◆ Exercise set ◆
a. Write out the part of the news report on the United Naga Council's ban starting with "Imphal, Sept. 4: The" and going on through "the state government.".
b. Write what comes next in the news report on the United Naga Council's ban, picking up after its last sentence.

◆ Passage to read ◆
★ ★ ★ ★ ★

Imphal, Sept. 4: The United Naga Council temporarily lifted the ban imposed on central projects in Manipur with effect from 5 this morning in response to an appeal by the Centre, the UNC said.

The decision to lift the ban, which was imposed from midnight of August 11 on construction of railway tracks and power grid line, was taken during a meeting of the UNC yesterday.

The apex body of the Nagas in Manipur called the ban to put pressure on the Centre to resume the tripartite talks between the UNC, Centre and the Manipur government on its demand for an alternative administrative arrangement for the Nagas in Manipur outside the purview of the state government.

The Centre had last convened the sixth round of tripartite talks in New Delhi on August 30. Official sources here said the last round of talks did not make much headway on the demand. The UNC, however, said they had arrived at a “general agreement” to take forward the talks to political level within two months.

During the talks, the Centre’s representatives appealed to the UNC to lift the ban on central projects in Manipur.

The UNC, in a meeting held yesterday, discussed the Centre’s “request” and eventually decided to lift the ban.

★ ★ ★ ★ ★

◆ Data excerpt ◆
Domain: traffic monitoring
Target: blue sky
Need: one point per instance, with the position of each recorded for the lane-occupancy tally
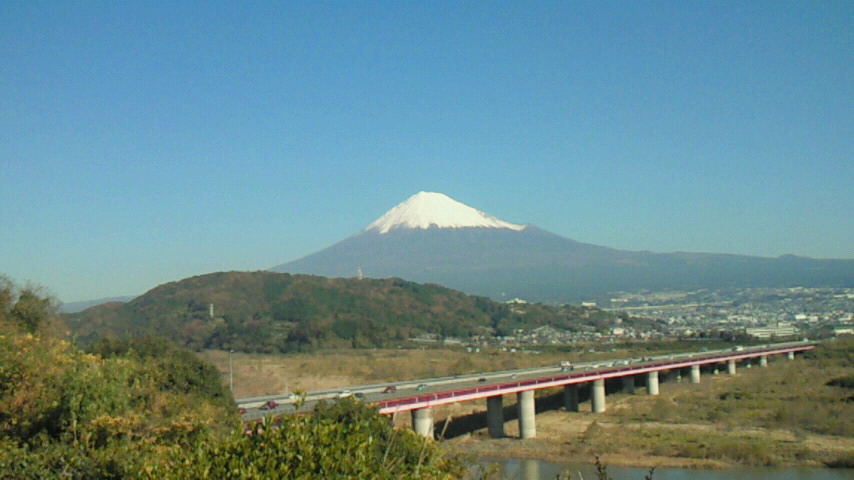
(144, 142)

★ ★ ★ ★ ★

◆ Responses per task ◆
a.
Imphal, Sept. 4: The United Naga Council temporarily lifted the ban imposed on central projects in Manipur with effect from 5 this morning in response to an appeal by the Centre, the UNC said.

The decision to lift the ban, which was imposed from midnight of August 11 on construction of railway tracks and power grid line, was taken during a meeting of the UNC yesterday.

The apex body of the Nagas in Manipur called the ban to put pressure on the Centre to resume the tripartite talks between the UNC, Centre and the Manipur government on its demand for an alternative administrative arrangement for the Nagas in Manipur outside the purview of the state government.

b.
“The ban will, however, continue for projects that are exploitative, divisive and have not taken prior consent of land owners who are displaced/to be displaced and affected by the projects, such as the seismic survey for oil exploration, the Mapithel multi-purpose dam and the Chakpikarong multi-purpose dam in the Naga areas,” the UNC said in a statement.

In the fifth round of talks held in Senapati, representatives of both the Centre and the state government offered development projects instead of the alternative arrangement. This infuriated the UNC delegation.

After the Senapati talks, the UNC leaders had demanded that the next round of talks should be held at the political level as the issue was political.

Before the sixth round of talks, chief minister Okram Ibobi Singh, in his Independence Day speech, had rejected the demand for an alternative administrative arrangement.

Ibobi Singh had also rejected the Kukis’ demand for a separate Kuki state.

“Manipur is a very small state. It is impossible to carve out more states based on communities from it,” he had said.